Take the records below and copy them exactly.

##########

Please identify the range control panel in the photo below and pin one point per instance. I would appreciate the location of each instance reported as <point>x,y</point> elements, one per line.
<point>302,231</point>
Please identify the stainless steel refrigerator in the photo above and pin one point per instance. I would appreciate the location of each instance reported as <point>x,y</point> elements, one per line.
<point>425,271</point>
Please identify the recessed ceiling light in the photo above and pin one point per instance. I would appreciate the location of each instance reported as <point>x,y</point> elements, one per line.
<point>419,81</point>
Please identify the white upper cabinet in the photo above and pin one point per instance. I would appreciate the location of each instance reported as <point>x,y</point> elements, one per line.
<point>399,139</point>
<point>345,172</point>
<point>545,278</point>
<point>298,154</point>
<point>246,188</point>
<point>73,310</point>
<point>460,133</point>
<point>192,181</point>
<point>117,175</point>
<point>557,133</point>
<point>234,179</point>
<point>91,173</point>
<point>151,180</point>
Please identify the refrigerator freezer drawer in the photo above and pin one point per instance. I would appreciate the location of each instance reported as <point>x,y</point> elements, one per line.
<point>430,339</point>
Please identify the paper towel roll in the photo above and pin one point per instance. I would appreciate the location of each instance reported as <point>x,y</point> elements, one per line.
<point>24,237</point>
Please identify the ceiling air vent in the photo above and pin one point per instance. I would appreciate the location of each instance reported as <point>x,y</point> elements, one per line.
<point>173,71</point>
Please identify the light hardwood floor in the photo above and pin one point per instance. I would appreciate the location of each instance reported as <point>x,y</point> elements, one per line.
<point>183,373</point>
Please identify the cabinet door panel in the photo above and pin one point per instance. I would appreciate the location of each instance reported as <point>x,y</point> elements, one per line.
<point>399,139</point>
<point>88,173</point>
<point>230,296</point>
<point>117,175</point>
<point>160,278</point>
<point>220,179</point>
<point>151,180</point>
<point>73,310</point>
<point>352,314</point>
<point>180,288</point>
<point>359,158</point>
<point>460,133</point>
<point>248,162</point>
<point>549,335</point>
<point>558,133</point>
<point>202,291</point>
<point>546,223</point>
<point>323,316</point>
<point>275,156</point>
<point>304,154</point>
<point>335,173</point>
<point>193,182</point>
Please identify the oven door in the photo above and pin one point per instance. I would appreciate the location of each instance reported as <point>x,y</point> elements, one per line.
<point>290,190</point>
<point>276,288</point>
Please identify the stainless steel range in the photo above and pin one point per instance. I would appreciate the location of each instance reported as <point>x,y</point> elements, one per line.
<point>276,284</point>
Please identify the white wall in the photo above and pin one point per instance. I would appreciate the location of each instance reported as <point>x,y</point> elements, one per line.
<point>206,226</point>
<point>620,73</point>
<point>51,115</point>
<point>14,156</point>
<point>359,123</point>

##########

EXERCISE ANSWER:
Please identify the range control panel in the photo below and pin one point per instance. I would appreciate the location of each instance reported as <point>x,y</point> elements, one per line.
<point>302,231</point>
Please identify the stainless steel refrigerator in the photo above and pin one point per instance. I would appreciate the location of each instance reported as <point>x,y</point> elements, one per line.
<point>425,271</point>
Please identify the recessed ceiling light in the photo above and pin one point per instance. I would appreciate the location of each instance reported as <point>x,y</point> elements, one per line.
<point>419,81</point>
Please identify the white upper cabinet in the photo above and pin one point per instance. I would appreciate the location of each instance reported as <point>x,y</point> elements, one per line.
<point>399,139</point>
<point>345,172</point>
<point>545,278</point>
<point>298,154</point>
<point>246,188</point>
<point>73,310</point>
<point>460,133</point>
<point>192,181</point>
<point>117,175</point>
<point>557,133</point>
<point>234,179</point>
<point>91,173</point>
<point>151,180</point>
Please identify the refrigerator freezer drawer in the photo above and pin one point per instance. I would appreciate the location of each instance reported as <point>x,y</point> elements, one per line.
<point>430,339</point>
Please identify the paper towel roll in the photo above and pin one point per instance. I would appreciate the location of each instance reported as <point>x,y</point> elements, one per line.
<point>24,237</point>
Please identify the ceiling air vent in the photo above and pin one point per instance. I would appreciate the location of each instance reported as <point>x,y</point> elements, one per line.
<point>173,71</point>
Please identify the light hardwood floor in the photo above and pin one point per instance. I would appreciate the location of each instance reported as <point>x,y</point> elements, one per line.
<point>183,373</point>
Please identify the cabinet door panel in the photo above and pin one point per instance. I would appreciate the location of each instance reported as <point>x,y</point> elements, one per line.
<point>399,139</point>
<point>88,173</point>
<point>230,296</point>
<point>117,175</point>
<point>160,278</point>
<point>220,179</point>
<point>151,180</point>
<point>73,310</point>
<point>352,314</point>
<point>180,288</point>
<point>359,158</point>
<point>460,133</point>
<point>248,162</point>
<point>549,335</point>
<point>558,133</point>
<point>202,291</point>
<point>546,223</point>
<point>323,316</point>
<point>275,156</point>
<point>304,154</point>
<point>335,173</point>
<point>193,182</point>
Please identify the oven door in the photo above and pin one point per instance. I would appreciate the location of each instance reported as <point>x,y</point> elements, one per line.
<point>290,190</point>
<point>276,288</point>
Please identify the stainless steel range in the photo above and pin one point per instance. I would appreciate the location of each instance reported as <point>x,y</point> elements, one per line.
<point>276,284</point>
Please identify the white wall in the photo above and pin one point per instance. I would appreciate the location of each instance reported as <point>x,y</point> elements, one per line.
<point>206,226</point>
<point>620,73</point>
<point>51,115</point>
<point>14,156</point>
<point>359,123</point>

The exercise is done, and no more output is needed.